- What to produce
Set down all of the records exactly, leaving none out.

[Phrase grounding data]
________________________

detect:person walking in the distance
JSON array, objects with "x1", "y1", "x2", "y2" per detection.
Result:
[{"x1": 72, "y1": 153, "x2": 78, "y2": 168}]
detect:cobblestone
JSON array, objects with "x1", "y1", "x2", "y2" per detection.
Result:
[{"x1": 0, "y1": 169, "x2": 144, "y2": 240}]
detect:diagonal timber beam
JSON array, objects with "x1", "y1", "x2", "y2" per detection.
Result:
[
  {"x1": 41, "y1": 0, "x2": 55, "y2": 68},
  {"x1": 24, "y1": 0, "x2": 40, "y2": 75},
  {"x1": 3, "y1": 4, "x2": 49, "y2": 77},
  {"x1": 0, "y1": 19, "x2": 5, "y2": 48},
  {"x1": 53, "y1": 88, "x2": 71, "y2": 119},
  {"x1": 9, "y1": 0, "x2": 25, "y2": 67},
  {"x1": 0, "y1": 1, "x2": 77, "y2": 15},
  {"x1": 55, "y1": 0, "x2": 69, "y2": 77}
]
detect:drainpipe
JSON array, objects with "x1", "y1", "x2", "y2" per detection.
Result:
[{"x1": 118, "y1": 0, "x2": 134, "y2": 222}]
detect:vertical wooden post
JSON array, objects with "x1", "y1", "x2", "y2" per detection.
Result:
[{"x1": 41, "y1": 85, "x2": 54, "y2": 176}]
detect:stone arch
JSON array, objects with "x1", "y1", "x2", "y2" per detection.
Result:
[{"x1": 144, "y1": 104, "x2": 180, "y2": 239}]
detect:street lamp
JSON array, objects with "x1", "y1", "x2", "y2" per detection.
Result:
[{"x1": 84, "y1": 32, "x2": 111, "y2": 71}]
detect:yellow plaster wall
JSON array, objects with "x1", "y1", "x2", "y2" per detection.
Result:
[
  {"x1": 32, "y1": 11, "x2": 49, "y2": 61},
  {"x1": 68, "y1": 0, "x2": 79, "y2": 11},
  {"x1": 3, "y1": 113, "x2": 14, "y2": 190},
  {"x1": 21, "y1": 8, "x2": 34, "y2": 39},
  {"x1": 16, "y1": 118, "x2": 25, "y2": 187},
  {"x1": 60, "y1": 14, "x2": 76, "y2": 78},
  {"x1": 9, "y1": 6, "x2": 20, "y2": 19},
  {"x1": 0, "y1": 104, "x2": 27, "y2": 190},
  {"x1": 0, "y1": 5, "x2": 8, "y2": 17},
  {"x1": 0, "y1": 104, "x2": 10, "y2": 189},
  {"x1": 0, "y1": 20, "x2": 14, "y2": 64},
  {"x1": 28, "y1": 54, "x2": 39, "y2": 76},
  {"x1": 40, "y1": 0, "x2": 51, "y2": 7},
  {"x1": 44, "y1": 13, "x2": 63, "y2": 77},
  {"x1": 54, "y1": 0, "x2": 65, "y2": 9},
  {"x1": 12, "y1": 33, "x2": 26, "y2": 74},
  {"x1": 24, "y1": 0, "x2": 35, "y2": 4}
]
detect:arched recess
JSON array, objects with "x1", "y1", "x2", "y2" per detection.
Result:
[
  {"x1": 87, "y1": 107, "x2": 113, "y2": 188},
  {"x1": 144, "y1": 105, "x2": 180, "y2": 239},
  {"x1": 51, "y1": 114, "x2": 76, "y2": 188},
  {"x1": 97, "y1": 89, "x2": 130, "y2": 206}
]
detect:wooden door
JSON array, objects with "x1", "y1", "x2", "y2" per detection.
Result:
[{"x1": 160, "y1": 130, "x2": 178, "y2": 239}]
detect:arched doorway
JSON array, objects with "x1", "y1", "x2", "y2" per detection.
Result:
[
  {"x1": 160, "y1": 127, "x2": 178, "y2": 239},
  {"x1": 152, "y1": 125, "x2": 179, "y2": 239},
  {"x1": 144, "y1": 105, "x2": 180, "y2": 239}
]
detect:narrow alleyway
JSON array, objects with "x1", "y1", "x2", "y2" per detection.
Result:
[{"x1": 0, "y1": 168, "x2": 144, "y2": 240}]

________________________

- Solution for this problem
detect:person walking in the distance
JSON array, objects with "x1", "y1", "x2", "y2" per detection.
Result:
[{"x1": 72, "y1": 153, "x2": 78, "y2": 168}]
detect:cobblestone
JSON array, objects with "x1", "y1", "x2", "y2" per detection.
Result:
[{"x1": 0, "y1": 169, "x2": 144, "y2": 240}]
detect:diagonal timber beam
JSON array, objects with "x1", "y1", "x2", "y2" per detection.
Result:
[
  {"x1": 41, "y1": 0, "x2": 55, "y2": 68},
  {"x1": 24, "y1": 0, "x2": 40, "y2": 75},
  {"x1": 3, "y1": 4, "x2": 49, "y2": 77},
  {"x1": 0, "y1": 19, "x2": 5, "y2": 48},
  {"x1": 53, "y1": 88, "x2": 71, "y2": 119},
  {"x1": 9, "y1": 0, "x2": 25, "y2": 67},
  {"x1": 0, "y1": 1, "x2": 77, "y2": 15},
  {"x1": 55, "y1": 0, "x2": 69, "y2": 77}
]
detect:drainpipe
JSON array, objects with "x1", "y1", "x2", "y2" per detection.
Result:
[{"x1": 118, "y1": 0, "x2": 134, "y2": 222}]
detect:vertical wooden post
JSON array, objects with "x1", "y1", "x2", "y2" per detection.
Result:
[{"x1": 41, "y1": 85, "x2": 54, "y2": 176}]
detect:stone arch
JSON array, objects with "x1", "y1", "x2", "y2" per detection.
Result:
[{"x1": 144, "y1": 104, "x2": 180, "y2": 239}]
detect:street lamp
JSON array, objects with "x1", "y1", "x2", "y2" per detection.
Result:
[{"x1": 84, "y1": 32, "x2": 111, "y2": 71}]
detect:yellow plaster wall
JSON array, objects with "x1", "y1", "x2", "y2" per detection.
Result:
[
  {"x1": 32, "y1": 11, "x2": 49, "y2": 61},
  {"x1": 68, "y1": 0, "x2": 79, "y2": 11},
  {"x1": 3, "y1": 113, "x2": 14, "y2": 190},
  {"x1": 21, "y1": 8, "x2": 34, "y2": 39},
  {"x1": 16, "y1": 118, "x2": 25, "y2": 187},
  {"x1": 60, "y1": 14, "x2": 76, "y2": 78},
  {"x1": 9, "y1": 6, "x2": 20, "y2": 19},
  {"x1": 0, "y1": 104, "x2": 27, "y2": 190},
  {"x1": 0, "y1": 5, "x2": 8, "y2": 17},
  {"x1": 0, "y1": 104, "x2": 10, "y2": 189},
  {"x1": 0, "y1": 20, "x2": 14, "y2": 64},
  {"x1": 28, "y1": 54, "x2": 39, "y2": 76},
  {"x1": 40, "y1": 0, "x2": 51, "y2": 7},
  {"x1": 44, "y1": 13, "x2": 63, "y2": 77},
  {"x1": 54, "y1": 0, "x2": 65, "y2": 9},
  {"x1": 12, "y1": 33, "x2": 26, "y2": 74},
  {"x1": 24, "y1": 0, "x2": 35, "y2": 4}
]
detect:arched recess
JSON array, objects with "x1", "y1", "x2", "y2" per detection.
Result:
[
  {"x1": 87, "y1": 107, "x2": 113, "y2": 188},
  {"x1": 144, "y1": 105, "x2": 180, "y2": 239},
  {"x1": 51, "y1": 114, "x2": 76, "y2": 188},
  {"x1": 97, "y1": 89, "x2": 130, "y2": 206}
]
detect:wooden door
JSON array, objects with "x1", "y1", "x2", "y2" per detection.
Result:
[{"x1": 160, "y1": 130, "x2": 178, "y2": 239}]
detect:arched doorway
JSON array, objects with "x1", "y1", "x2", "y2" per detection.
Result:
[
  {"x1": 160, "y1": 127, "x2": 178, "y2": 239},
  {"x1": 152, "y1": 125, "x2": 179, "y2": 239},
  {"x1": 144, "y1": 105, "x2": 180, "y2": 239}
]
detect:narrow alleyway
JSON array, objects with "x1", "y1", "x2", "y2" per detection.
Result:
[{"x1": 0, "y1": 168, "x2": 144, "y2": 240}]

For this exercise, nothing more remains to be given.